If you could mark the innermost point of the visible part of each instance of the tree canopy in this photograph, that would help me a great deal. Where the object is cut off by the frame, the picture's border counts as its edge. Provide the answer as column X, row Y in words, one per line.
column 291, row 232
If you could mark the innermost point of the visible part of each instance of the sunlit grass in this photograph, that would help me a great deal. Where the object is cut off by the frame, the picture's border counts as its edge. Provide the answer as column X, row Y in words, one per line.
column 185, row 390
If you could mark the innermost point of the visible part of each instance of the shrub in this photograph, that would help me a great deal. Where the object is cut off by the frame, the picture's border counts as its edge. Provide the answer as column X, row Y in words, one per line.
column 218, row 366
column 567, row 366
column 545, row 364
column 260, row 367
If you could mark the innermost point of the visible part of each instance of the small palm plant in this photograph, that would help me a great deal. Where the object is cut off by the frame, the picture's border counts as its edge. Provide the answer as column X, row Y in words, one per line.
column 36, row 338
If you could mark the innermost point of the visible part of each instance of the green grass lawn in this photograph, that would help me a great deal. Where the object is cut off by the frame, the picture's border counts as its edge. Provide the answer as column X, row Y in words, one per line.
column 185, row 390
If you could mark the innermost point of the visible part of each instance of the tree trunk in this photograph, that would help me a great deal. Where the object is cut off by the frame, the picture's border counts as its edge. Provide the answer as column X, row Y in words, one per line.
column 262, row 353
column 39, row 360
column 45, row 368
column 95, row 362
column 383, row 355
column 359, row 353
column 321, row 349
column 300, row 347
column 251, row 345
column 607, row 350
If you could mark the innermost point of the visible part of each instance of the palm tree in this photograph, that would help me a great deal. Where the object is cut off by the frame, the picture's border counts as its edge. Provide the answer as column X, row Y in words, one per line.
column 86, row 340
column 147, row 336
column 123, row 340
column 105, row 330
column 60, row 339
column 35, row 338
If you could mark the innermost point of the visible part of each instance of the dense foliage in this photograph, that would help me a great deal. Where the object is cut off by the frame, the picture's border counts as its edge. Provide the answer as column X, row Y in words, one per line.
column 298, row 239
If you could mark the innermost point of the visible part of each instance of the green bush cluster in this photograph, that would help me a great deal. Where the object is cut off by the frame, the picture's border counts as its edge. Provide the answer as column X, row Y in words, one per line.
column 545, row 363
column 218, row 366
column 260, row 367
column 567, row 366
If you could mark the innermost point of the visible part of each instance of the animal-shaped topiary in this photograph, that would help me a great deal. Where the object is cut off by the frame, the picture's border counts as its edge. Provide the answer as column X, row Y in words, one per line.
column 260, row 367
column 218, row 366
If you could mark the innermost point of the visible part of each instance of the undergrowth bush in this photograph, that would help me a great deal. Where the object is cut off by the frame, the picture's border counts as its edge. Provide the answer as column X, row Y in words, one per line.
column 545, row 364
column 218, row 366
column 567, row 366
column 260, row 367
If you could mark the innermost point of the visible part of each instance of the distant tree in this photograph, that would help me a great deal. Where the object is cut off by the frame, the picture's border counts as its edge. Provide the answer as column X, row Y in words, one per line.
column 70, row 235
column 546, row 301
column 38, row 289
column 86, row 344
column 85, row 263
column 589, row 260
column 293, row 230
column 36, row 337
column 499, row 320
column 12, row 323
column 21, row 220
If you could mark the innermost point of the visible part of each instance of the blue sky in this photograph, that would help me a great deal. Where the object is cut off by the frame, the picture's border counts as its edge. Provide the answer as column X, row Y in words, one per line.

---+---

→ Exercise requirements:
Copy the records word for word, beginning at the line that contains "the green grass" and stopping after the line that contains "column 607, row 350".

→ Reply to the exercise:
If you could mark the innermost point of the visible part of each instance of the green grass lawn in this photograph, that would help me a great deal. Where the object is cut off by the frame, the picture's border counts as its edge. Provide the answer as column X, row Y in words, one per line.
column 185, row 390
If you could mark the innermost point of the visible part of each instance of the tree trunk in this photograph, that would help me a great deal. Where the object is cut off by the frame, the picture's border counts as its edge. Provide the answer as column X, row Y in words, one per line.
column 262, row 353
column 39, row 360
column 45, row 368
column 95, row 362
column 383, row 355
column 359, row 353
column 321, row 349
column 300, row 347
column 251, row 345
column 607, row 350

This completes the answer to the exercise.